Quoted passage>
Showing posts with label moving to the United States. Show all posts
Showing posts with label moving to the United States. Show all posts

Wednesday, July 23, 2014

THE FUTURE IS CALLING

The caller ID showed it was my mother. I let it go to voicemail. After all it was 9:30 a.m. and I was in the midst of writing in Santa Monica’s trendy Urth CaffĂ©. This was no slight to Mom. I just couldn't handle news about someone dying sitting in such a public setting. Yes, that’s where my mind went. I got that kind of doomsday thinking from none other than Dear Old Mom.


How could it be anything else? My parents only call on weekends. I don’t know if calling rates are still higher during prime weekday hours, but that’s been the established practice. Weekends or, if absolutely necessary, after 5 p.m. during the week. Who died?

Annotated coordinate records:
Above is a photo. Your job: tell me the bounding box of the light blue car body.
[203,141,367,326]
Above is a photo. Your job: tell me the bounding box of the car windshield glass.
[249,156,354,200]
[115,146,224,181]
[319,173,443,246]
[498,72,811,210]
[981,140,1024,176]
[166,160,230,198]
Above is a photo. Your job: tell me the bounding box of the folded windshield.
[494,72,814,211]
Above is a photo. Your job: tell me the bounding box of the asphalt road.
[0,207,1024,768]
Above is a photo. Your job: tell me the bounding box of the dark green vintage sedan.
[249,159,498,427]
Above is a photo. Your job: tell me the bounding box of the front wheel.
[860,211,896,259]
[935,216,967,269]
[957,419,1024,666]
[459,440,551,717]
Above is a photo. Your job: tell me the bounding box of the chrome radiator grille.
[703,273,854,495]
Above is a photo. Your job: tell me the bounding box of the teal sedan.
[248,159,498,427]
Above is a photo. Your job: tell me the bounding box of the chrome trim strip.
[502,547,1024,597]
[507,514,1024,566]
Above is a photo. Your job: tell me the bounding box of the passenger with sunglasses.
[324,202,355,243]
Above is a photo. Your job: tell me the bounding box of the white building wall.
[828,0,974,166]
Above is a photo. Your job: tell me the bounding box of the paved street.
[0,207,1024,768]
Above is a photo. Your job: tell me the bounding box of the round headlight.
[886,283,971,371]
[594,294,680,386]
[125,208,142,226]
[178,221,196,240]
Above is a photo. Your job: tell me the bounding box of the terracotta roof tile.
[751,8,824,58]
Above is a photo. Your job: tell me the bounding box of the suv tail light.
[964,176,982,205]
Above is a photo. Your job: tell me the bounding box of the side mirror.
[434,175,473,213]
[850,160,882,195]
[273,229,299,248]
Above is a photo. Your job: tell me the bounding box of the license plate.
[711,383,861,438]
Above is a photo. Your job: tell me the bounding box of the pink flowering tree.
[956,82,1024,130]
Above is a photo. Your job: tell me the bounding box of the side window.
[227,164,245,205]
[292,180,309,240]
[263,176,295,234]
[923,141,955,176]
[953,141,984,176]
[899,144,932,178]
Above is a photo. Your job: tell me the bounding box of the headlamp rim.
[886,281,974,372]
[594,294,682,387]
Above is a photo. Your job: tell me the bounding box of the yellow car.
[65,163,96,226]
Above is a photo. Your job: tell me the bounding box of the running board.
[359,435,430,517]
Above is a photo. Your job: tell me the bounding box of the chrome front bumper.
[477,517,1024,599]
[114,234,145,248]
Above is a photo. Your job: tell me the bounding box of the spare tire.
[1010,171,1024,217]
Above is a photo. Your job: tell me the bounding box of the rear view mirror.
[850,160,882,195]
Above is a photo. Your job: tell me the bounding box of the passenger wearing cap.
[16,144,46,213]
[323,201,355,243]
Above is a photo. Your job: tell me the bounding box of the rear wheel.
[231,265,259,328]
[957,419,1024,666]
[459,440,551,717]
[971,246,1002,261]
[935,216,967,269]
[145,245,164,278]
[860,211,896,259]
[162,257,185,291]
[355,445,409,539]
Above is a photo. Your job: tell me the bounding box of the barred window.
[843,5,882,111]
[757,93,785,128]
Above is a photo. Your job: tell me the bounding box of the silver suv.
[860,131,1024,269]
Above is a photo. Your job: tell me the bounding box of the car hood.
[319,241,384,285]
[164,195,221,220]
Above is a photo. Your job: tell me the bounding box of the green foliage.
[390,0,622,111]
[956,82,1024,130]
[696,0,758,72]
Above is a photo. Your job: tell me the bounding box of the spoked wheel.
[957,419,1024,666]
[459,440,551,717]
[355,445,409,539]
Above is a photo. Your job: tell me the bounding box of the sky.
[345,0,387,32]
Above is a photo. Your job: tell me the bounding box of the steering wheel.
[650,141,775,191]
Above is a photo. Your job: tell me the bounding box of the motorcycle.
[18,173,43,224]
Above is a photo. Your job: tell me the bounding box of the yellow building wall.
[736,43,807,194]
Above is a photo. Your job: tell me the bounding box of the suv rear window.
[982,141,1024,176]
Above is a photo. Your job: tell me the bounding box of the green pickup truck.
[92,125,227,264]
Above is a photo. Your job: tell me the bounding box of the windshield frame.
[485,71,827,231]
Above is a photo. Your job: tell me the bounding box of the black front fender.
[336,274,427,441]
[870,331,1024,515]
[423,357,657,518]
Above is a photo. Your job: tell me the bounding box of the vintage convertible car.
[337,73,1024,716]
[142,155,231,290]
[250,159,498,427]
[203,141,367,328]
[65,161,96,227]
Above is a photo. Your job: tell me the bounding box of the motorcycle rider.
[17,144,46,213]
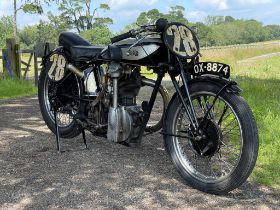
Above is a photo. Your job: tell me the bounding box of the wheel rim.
[44,76,80,128]
[173,92,243,183]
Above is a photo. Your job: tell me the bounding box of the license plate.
[192,62,230,78]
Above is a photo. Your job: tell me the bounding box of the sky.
[0,0,280,32]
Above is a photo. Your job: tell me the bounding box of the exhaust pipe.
[66,64,84,78]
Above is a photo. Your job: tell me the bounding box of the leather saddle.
[59,32,104,61]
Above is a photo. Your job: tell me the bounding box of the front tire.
[38,68,82,139]
[165,82,258,194]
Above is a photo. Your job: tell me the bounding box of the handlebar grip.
[111,31,132,43]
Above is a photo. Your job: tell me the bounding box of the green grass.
[233,56,280,191]
[0,77,37,100]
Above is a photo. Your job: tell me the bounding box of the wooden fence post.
[6,39,21,78]
[2,49,7,75]
[34,52,38,86]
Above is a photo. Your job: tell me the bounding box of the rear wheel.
[165,83,258,194]
[38,68,82,138]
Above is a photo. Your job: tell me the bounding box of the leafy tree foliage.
[136,6,188,25]
[81,27,113,46]
[59,0,113,33]
[0,0,280,47]
[0,16,13,48]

Tasks for this exercise>
1. Rewrite the records from the line with "passenger wearing cap." up to and including the line with "[860,131,1024,269]", keeping every request line and shifting each coordinate in the answers up by 31. Return only those lines.
2. Pick up the blog post about the weekday call from Mom, starting right after its last sentence.

Results>
1.
Above is a photo. Your job: tell me the bounding box of the passenger wearing cap.
[47,175,77,244]
[354,232,386,274]
Above is a photo. Your job: tell me the bounding box of the rear wheel.
[262,296,290,359]
[988,450,1055,697]
[490,471,582,748]
[1002,277,1033,292]
[966,247,998,300]
[176,276,195,309]
[891,242,927,290]
[193,288,216,322]
[386,476,440,570]
Above is a photo. Your job: tell me the bounding box of the barred window.
[874,36,913,142]
[788,124,816,159]
Above is a photo. Your job: tell me the bounding box of the silver suv.
[891,162,1055,300]

2.
When I stepped out to feed the meter, I listened to the message. Something about Homeland Security. She needed me to call. Oh, no. Was I added to the no-fly list? Back when my novel was published, I signed up for Google Alerts to let me know whenever my name was mentioned online. I was hoping to be linked to (glowing!) book reviews, but alas, my name is rather common and, as it turns out, people who share my name die a lot and commit terrible crimes. If I was banned from flying, it was a case of mistaken identity. I’m the author, not the murderer. We’d get things cleared up, but would that happen before my scheduled return flight to Canada? What a nuisance.

Obviously, the creative writing spark had been extinguished for the day. Summarily spit upon. I drove back to the place where I am house-sitting and called Mom. No roaming charges. They taught me to be telephonically responsible.

I was way off. Good thing, too. All the relatives were still alive (as far as we knew) and there didn’t seem to be any glitches to my flight plans. My writing may not have garnered raves, but it hadn’t led to a transportation ban.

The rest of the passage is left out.